==== Data in this exercise ====

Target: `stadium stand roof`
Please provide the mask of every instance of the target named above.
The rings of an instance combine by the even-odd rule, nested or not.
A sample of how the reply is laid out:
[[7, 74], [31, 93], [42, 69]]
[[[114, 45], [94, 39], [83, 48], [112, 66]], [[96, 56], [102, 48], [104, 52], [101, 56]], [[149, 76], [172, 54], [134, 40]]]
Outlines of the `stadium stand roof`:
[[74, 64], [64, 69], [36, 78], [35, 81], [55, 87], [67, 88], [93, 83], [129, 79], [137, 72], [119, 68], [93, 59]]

====
==== Data in this exercise ====

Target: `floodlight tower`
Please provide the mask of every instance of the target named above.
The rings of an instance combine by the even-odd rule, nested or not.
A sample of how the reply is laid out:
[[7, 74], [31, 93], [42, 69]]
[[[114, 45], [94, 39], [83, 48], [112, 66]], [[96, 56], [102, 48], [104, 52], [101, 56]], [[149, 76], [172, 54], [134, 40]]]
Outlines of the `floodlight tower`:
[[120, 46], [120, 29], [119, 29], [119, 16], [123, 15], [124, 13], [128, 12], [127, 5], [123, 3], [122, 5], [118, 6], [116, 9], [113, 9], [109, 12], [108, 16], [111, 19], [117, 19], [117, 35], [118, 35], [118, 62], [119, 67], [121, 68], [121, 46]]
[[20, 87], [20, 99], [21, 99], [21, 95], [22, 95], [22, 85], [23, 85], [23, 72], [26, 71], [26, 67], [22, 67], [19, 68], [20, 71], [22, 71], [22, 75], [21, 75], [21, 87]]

====

**Goal**
Which lines above contain the word "tower"? Select and copy each of them, treating the match as case-sensitive.

**Task answer**
Target: `floodlight tower`
Outlines of the `floodlight tower`:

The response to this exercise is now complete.